» Your objective: Reproduce each of the rows below without changing a single character.

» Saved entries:
┌──
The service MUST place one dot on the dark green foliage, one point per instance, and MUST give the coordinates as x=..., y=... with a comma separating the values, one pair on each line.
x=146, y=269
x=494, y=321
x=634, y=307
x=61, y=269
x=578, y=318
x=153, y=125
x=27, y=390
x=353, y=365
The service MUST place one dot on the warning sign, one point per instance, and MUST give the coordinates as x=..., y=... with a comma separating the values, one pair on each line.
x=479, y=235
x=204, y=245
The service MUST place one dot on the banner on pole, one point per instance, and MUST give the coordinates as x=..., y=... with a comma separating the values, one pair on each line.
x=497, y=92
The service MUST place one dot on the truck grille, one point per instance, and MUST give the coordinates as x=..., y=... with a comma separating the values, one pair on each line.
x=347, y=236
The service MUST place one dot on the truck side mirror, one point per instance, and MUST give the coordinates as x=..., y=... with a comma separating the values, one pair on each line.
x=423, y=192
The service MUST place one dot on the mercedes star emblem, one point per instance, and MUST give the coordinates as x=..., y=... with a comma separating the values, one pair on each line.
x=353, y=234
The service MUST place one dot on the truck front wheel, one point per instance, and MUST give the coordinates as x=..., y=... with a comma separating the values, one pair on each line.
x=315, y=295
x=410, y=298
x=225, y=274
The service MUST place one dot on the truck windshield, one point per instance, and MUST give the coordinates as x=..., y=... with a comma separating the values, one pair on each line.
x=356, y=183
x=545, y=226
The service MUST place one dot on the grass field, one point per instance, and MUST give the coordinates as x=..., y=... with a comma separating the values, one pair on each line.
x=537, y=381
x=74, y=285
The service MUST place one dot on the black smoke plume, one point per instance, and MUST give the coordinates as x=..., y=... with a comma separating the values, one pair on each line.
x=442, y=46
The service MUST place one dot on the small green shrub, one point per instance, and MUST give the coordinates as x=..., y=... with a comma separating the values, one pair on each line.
└──
» Output:
The service MUST place one dot on the dark green foliage, one point per instance, and MUST give the coordinates as x=..., y=... with a comma separating the values, one pair on each line.
x=146, y=269
x=494, y=321
x=634, y=307
x=61, y=269
x=578, y=318
x=153, y=125
x=27, y=390
x=353, y=365
The service MUST place one dot on the warning sign, one point per instance, and MUST give the coordinates as x=..., y=... with a comma separating the values, one pair on each line.
x=479, y=235
x=204, y=245
The service MUST place one dot on the banner on pole, one point per instance, and MUST give the coordinates as x=..., y=... with a comma separating the values, one pair on each line.
x=497, y=92
The service MUST place one dot on the truck grille, one point per instance, and MUST give the coordinates as x=..., y=... with a comma separating the values, one pair on each line.
x=347, y=236
The service MUST place one dot on the truck side mirror, one point per instance, and MUST give the coordinates as x=..., y=... with a comma separating the values, one pair on each line.
x=423, y=192
The service MUST place one dot on the mercedes star emblem, one point per instance, and MUST give the coordinates as x=..., y=... with a comma separating the values, one pair on each line.
x=353, y=234
The service MUST place one dot on the truck front wheel, one point per instance, and MUST give the coordinates as x=..., y=... with a comma separating the values, one pair on each line.
x=315, y=295
x=410, y=298
x=225, y=274
The service MUST place one dot on the truck windshield, one point per instance, and MUST give the coordinates as x=..., y=... with a comma separating the values, one pair on each line.
x=356, y=183
x=545, y=226
The service MUST place one dot on the grass field, one point per instance, and MUST give the coordinates as x=..., y=... with a comma separating the values, one pair on each line.
x=537, y=381
x=74, y=285
The service MUST place one dot on the black smoke plume, one point per instance, and MUST give the coordinates as x=..., y=... with a comma separating the values, one pair on each line.
x=442, y=46
The service MUST place one dot on the small green shrub, one point per instance, and MUST give the coordinates as x=..., y=... with a comma separating the values, one pair on each line.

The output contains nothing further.